• _AVAILABLE DATA_

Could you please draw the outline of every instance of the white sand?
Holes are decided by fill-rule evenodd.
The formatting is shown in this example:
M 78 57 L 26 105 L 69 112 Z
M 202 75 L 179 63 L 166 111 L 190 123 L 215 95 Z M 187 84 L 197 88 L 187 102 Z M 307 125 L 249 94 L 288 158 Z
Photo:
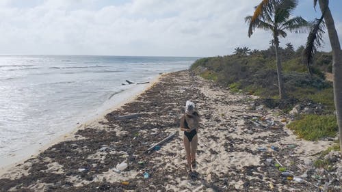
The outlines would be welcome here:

• _REQUEST_
Copy every line of the records above verbatim, leaving out the pictures.

• _RESPONSE TO THIS EXERCISE_
Could you please draw the outline of every instance of the white sand?
Holes are decided by fill-rule evenodd.
The formatting is shown in this example:
M 78 57 L 26 105 L 69 112 Z
M 202 75 L 179 63 L 166 111 L 190 123 L 215 95 Z M 187 84 L 197 88 L 187 102 Z M 307 125 L 249 94 L 288 158 Z
Photo:
The outlines would be welcome here:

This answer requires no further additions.